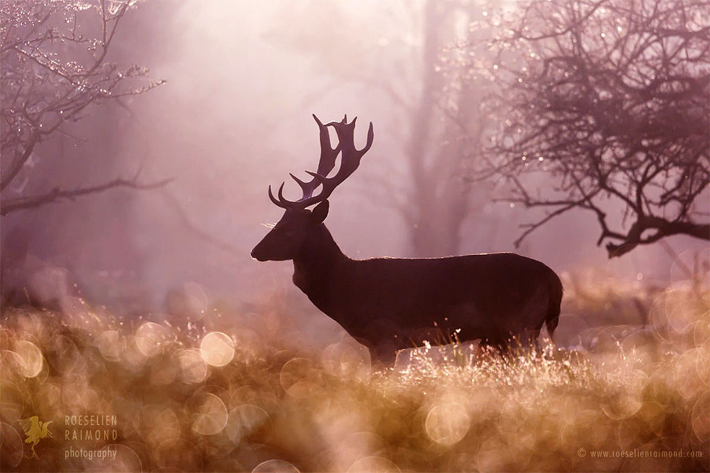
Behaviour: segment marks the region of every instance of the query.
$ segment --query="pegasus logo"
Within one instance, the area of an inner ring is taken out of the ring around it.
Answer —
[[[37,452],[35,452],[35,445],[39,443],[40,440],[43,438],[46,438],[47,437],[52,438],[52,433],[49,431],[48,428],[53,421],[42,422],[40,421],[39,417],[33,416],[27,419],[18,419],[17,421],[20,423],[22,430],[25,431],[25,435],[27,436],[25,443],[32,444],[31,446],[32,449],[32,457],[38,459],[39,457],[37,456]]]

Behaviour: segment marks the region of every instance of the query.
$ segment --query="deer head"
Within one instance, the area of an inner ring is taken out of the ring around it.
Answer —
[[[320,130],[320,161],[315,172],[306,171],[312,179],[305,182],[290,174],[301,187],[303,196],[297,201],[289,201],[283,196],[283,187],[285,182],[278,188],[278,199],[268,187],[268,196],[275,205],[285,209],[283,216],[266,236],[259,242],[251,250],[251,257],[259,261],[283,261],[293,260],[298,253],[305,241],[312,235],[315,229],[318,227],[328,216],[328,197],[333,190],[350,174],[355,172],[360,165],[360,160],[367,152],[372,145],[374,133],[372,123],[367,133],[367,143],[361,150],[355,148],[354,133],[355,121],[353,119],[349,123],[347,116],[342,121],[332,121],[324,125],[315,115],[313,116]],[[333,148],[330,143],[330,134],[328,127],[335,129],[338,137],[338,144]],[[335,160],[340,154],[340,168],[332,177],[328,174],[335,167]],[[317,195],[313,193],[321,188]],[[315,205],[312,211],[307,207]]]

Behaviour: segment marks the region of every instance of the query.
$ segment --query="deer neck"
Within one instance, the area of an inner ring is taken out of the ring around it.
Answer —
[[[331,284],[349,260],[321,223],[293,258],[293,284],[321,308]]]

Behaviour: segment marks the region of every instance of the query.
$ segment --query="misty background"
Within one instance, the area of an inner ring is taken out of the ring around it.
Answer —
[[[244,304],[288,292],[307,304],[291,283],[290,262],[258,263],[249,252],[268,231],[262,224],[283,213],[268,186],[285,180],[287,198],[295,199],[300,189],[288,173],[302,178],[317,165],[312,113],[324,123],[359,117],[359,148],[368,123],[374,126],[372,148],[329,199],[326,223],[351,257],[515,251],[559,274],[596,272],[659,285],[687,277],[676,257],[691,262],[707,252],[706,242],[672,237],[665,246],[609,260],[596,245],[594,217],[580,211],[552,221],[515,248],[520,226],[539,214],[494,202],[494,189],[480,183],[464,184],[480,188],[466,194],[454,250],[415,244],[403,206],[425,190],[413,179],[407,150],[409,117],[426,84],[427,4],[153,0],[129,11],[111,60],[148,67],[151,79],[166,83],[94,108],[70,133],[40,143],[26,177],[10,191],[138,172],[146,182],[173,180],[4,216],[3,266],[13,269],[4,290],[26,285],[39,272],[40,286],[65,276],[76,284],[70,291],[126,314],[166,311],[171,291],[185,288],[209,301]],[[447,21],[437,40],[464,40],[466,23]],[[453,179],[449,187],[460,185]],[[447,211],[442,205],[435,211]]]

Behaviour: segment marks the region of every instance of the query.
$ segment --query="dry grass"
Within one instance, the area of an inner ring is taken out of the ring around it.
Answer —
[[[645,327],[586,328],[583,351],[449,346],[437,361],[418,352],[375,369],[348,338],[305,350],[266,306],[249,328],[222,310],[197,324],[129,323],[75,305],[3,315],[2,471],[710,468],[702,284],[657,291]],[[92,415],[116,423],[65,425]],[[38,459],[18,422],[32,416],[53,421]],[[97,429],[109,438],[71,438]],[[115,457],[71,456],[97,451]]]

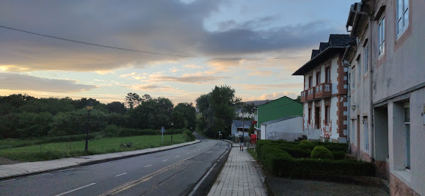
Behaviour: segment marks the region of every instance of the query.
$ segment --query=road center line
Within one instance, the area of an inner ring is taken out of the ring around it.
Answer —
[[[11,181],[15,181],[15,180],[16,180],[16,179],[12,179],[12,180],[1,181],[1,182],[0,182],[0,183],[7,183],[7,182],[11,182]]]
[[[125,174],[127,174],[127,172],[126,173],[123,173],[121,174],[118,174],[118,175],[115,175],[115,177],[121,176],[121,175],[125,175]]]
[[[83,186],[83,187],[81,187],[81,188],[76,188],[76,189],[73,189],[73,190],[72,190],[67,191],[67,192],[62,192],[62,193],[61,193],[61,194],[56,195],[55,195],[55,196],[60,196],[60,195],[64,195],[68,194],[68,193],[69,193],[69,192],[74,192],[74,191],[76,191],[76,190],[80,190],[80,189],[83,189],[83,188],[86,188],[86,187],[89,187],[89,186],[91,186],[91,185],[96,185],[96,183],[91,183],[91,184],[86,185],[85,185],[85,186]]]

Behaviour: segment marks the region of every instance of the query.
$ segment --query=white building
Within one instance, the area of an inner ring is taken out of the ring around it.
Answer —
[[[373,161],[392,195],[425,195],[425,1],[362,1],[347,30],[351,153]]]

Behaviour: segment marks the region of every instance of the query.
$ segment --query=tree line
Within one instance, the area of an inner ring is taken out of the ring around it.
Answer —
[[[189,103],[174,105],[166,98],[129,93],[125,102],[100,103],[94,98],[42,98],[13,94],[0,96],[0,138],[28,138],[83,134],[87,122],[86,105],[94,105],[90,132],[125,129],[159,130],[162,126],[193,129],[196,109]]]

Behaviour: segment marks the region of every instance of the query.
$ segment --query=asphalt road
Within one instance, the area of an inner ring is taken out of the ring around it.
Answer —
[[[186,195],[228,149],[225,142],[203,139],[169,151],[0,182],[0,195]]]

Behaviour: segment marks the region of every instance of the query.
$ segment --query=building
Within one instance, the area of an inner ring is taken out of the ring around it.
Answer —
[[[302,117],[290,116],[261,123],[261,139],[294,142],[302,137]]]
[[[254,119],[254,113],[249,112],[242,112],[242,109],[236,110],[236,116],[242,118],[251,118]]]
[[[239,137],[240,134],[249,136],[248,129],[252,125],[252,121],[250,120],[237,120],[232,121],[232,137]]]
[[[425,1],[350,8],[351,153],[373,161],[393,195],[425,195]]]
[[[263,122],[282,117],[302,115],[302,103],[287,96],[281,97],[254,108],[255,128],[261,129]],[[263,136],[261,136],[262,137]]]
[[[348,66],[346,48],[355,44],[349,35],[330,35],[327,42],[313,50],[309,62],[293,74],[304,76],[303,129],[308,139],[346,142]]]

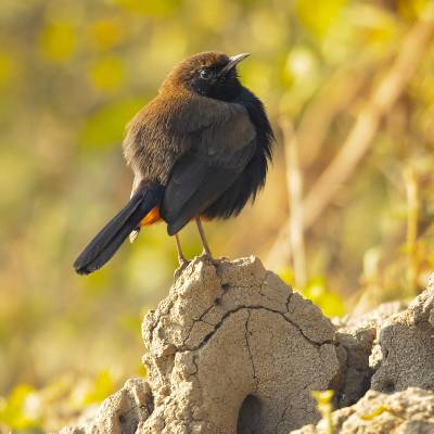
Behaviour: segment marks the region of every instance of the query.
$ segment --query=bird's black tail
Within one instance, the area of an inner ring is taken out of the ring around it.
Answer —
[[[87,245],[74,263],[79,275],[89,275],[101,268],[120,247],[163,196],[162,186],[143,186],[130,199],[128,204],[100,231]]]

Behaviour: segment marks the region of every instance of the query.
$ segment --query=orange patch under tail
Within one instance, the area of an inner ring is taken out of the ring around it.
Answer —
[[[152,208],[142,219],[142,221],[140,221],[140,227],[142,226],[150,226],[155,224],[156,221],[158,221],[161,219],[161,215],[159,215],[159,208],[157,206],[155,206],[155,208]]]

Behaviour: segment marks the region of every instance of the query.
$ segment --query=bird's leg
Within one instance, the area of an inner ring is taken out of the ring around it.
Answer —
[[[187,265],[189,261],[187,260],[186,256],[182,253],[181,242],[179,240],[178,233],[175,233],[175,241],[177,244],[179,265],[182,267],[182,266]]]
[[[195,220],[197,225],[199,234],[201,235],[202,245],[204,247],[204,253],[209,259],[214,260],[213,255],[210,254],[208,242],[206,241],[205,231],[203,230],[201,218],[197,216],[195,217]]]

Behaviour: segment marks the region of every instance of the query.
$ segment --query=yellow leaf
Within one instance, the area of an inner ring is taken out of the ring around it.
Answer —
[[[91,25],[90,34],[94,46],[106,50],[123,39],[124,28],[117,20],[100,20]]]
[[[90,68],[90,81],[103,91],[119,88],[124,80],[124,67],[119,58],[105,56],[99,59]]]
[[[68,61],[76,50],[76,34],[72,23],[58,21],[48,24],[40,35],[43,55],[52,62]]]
########
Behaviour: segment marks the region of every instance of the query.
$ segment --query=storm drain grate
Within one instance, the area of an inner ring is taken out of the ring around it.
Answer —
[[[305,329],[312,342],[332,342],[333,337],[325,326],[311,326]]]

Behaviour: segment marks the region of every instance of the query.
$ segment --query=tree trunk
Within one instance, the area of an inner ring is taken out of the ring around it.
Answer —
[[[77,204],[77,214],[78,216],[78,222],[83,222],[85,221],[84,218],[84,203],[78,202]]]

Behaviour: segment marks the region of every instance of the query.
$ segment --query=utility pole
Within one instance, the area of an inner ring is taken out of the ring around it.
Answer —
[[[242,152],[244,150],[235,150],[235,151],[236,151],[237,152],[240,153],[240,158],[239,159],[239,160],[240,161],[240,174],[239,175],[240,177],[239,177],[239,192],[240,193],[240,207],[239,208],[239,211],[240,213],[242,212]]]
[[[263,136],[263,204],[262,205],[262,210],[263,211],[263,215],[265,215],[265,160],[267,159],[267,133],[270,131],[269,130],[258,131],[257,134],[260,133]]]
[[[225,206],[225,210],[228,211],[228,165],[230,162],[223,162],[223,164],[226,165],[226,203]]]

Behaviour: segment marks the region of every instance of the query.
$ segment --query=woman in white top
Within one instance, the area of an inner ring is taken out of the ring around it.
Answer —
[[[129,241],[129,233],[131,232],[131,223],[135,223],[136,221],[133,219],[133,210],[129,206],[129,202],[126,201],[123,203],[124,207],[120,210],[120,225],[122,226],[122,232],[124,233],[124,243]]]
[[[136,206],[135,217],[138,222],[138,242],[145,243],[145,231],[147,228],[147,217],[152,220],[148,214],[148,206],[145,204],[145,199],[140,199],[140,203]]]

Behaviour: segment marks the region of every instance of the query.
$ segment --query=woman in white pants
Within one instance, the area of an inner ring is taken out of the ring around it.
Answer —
########
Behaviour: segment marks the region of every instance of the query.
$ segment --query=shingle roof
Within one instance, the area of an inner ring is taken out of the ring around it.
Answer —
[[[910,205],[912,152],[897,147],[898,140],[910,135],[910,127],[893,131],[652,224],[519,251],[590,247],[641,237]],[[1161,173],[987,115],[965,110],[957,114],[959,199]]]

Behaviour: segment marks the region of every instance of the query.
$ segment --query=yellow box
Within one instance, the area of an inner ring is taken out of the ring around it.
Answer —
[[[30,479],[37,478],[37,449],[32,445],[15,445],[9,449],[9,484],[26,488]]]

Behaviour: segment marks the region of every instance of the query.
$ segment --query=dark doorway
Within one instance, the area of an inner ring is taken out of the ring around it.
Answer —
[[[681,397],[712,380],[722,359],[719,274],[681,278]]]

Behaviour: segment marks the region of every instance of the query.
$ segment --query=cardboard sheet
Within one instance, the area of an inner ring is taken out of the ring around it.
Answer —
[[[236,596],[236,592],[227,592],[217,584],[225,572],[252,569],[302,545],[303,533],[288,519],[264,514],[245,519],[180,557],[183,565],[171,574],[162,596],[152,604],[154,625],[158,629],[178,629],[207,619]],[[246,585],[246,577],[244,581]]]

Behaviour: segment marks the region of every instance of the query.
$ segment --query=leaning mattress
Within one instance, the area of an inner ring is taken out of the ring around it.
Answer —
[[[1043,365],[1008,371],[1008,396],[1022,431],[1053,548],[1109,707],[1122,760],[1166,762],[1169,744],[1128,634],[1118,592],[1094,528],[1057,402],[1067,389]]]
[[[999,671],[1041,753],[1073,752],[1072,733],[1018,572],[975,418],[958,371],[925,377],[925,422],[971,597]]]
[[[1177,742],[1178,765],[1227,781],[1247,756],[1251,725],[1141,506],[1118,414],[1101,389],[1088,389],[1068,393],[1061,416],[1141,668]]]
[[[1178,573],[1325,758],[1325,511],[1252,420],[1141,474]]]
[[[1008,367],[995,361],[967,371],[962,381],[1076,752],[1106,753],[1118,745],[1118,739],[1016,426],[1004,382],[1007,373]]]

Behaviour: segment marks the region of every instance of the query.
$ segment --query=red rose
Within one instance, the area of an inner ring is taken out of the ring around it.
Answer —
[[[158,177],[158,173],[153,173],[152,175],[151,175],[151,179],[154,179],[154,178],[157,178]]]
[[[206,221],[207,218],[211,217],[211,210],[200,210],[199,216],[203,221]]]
########
◆ Work instructions
Count the lines in the listing that contain the string "white" and give only that number.

◆ The output
3